§ **Problem description**
Write out the entries below once more, exactly, with the pictures left out.

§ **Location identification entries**
--
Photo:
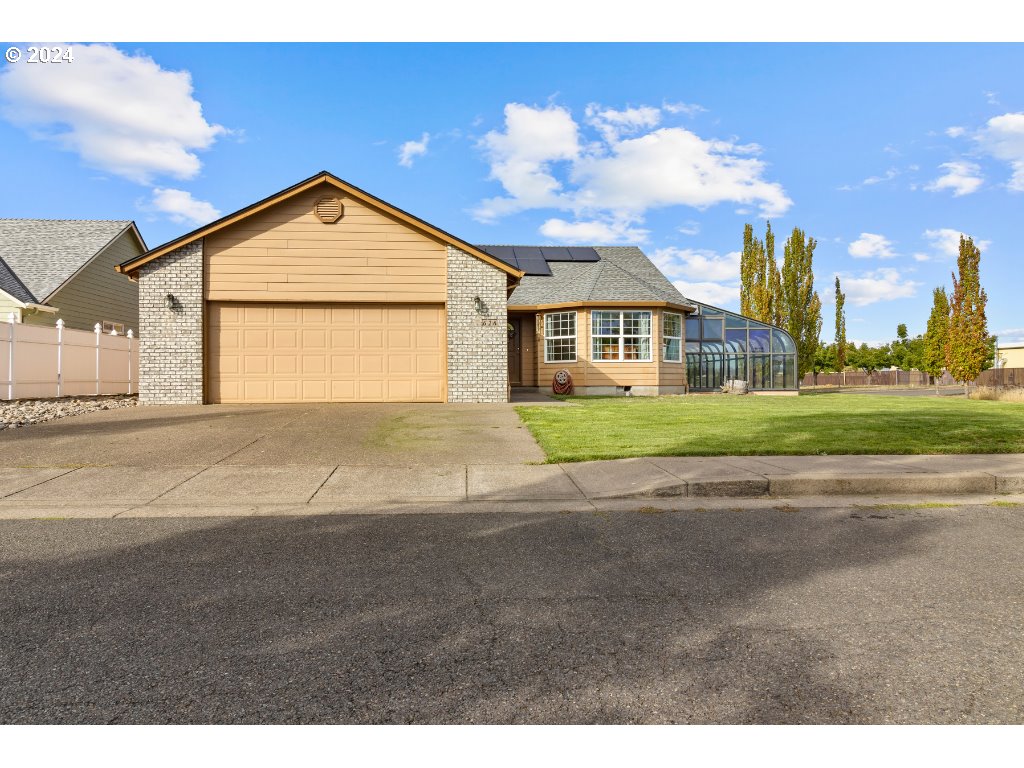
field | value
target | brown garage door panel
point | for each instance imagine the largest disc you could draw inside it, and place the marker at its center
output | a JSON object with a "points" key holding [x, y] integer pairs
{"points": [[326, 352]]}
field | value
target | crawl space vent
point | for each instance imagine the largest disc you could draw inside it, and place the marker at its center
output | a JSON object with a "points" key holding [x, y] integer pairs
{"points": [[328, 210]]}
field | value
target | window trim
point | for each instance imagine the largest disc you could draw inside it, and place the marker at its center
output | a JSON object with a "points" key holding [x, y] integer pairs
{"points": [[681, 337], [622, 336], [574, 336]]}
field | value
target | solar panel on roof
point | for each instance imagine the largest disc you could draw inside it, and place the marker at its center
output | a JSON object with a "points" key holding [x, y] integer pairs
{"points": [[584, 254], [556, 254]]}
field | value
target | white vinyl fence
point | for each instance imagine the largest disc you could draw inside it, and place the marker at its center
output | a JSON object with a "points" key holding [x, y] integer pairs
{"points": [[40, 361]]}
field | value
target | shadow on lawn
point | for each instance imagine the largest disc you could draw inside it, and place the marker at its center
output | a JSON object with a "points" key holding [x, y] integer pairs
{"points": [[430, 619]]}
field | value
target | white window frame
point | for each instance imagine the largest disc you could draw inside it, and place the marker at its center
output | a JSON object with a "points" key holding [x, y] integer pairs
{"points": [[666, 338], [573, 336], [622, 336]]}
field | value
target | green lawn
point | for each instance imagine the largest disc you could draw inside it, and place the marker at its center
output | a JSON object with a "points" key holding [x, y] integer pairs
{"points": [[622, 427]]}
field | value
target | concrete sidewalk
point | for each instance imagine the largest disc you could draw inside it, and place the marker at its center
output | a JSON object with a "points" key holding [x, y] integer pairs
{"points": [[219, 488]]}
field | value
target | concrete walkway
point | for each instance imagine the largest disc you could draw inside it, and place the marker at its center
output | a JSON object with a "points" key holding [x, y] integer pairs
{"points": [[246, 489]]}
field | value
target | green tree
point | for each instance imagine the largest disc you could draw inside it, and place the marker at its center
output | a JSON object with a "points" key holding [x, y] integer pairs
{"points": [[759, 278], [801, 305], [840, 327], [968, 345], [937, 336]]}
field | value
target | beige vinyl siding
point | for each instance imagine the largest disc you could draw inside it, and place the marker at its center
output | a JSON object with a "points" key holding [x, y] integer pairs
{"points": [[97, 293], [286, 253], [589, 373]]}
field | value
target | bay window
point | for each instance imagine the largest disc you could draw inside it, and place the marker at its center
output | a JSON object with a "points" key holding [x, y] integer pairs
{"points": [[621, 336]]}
--
§ **Result for this task**
Photo:
field | value
target | brown garage door panel
point | for each instance imagine the largest disc you could draw inside it, and place the marker at its center
output | a JSON object with a "points" key holding [x, y] integer pairs
{"points": [[326, 352]]}
field | value
target | crawl space vent
point | for each instance imagine the largest disc you could draw inside it, and place the marker at its center
output | a JSON object with a "points" key holding [x, y] integer pairs
{"points": [[328, 210]]}
field | value
target | window trim
point | for each instance imagine the largest disc you could draw inside it, and place the marker at its center
output | a JSON object with a "points" key holding [x, y] integer pairs
{"points": [[681, 337], [622, 336], [574, 336]]}
field | value
target | solar panel on roof
point | for each instance imagine the largest disc you could draw inside it, and place the marker at its center
output | a JSON object with a "points" key holding [x, y] integer pairs
{"points": [[584, 254], [556, 254]]}
field | value
target | white vinyl fence
point | for each instance imagine the largest disc you could draw inside it, and place the marker at its center
output | a JSON object with a "points" key holding [x, y] integer pairs
{"points": [[40, 361]]}
field | value
target | shadow on lawn
point | for each instance imagine the largest disc you could draw inside it, and place the marker at its center
output | a JSON object with a "points" key holding [x, y] integer pairs
{"points": [[430, 619]]}
field | value
target | white window frame
point | for each instance imagine the largest disc you could draw inside it, and place the marker at its center
output | a JSON object with a "points" key holding [x, y] integer pairs
{"points": [[666, 338], [573, 336], [622, 336]]}
field | value
target | green lawn
point | for each instance imagine the largest disc you could draw inside it, and place the marker at its center
output | a JSON object with a "points" key holding [x, y] integer pairs
{"points": [[622, 427]]}
field | value
target | concrete sidewalk
point | for each instance imagine the largest disc you could draw inside it, and place the marker at its center
output | a JSON object with a "points" key holding [x, y] integer pairs
{"points": [[219, 488]]}
field | value
target | concrete walkway
point | for each instance imagine the largest disc you could draw inside it, and place the marker at its center
output | a JSON object with a "points" key holding [x, y] integer pairs
{"points": [[246, 489]]}
field | value
target | green tree
point | for each instance imagine the largest disc you could draw inside it, and place the marker at its center
output | a JSON object with a "points" key holding [x, y] integer pairs
{"points": [[759, 278], [801, 305], [840, 327], [968, 345], [937, 336]]}
field | value
target | beige vinyl siding
point | for each instance imagine the largest disc you could draw inside it, and place the marker at its center
output | a JSON object with a "points" key holding [x, y] integer pairs
{"points": [[97, 293], [286, 253], [589, 373]]}
field | value
target | bay window
point | for each instance imagine the largest disc you could draw inside it, and place the marker at its center
output | a JSON object with a "points" key holding [x, y] integer pairs
{"points": [[621, 336]]}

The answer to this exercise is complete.